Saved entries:
-*-
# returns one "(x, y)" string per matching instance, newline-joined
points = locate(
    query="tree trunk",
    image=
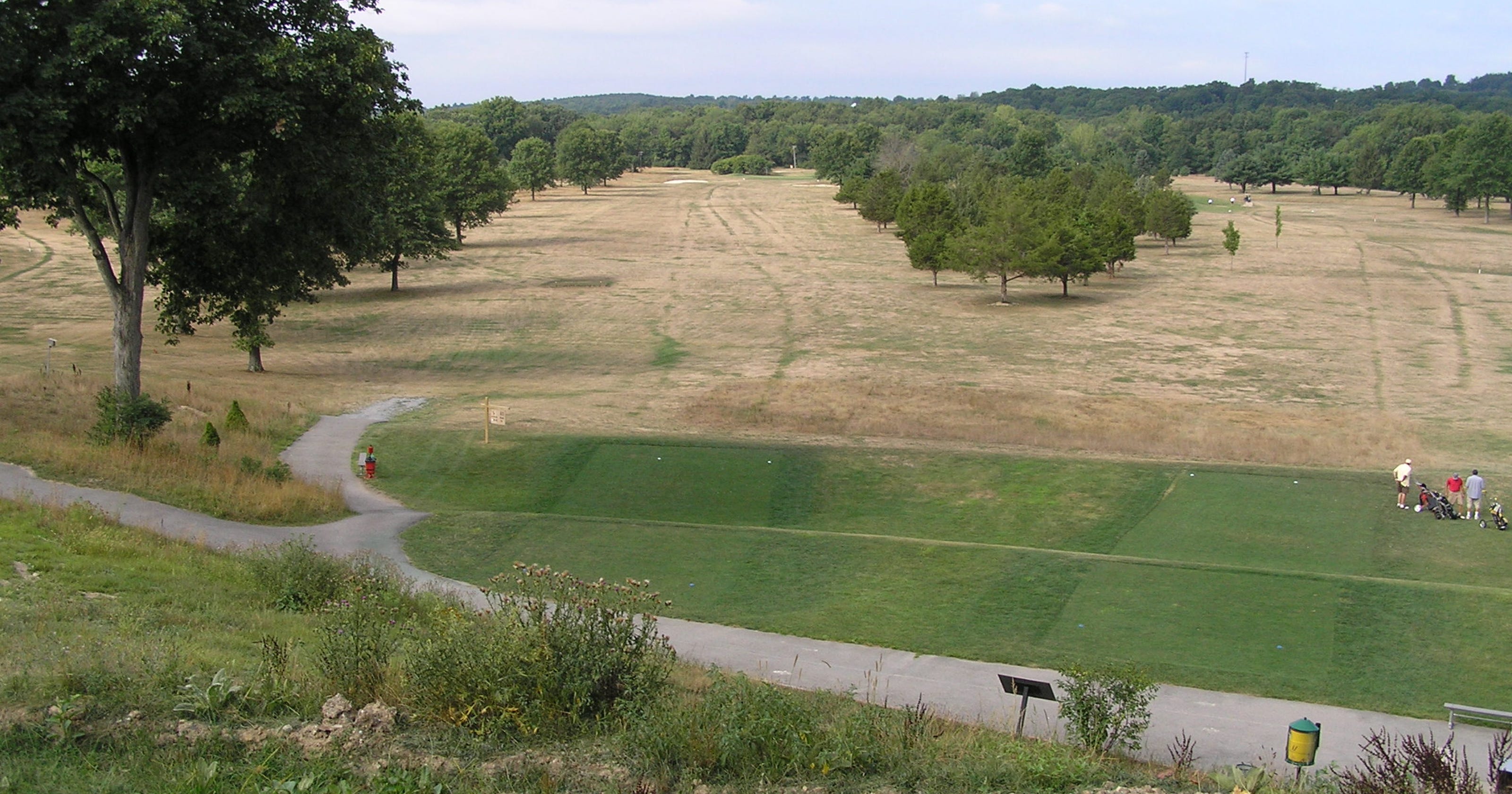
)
-*-
--- Task statement ---
Can you express every line of the listing as a Markdown table with the columns "Row" and "Line", giving each line a row number and leaving out blank lines and the picture?

--- Final result ---
| Row | Line |
|---|---|
| 1 | # returns one "(x, y)" string per matching instance, newline-joined |
| 2 | points = locate( |
| 3 |     query="tree trunk", |
| 4 |     image= |
| 5 | ) |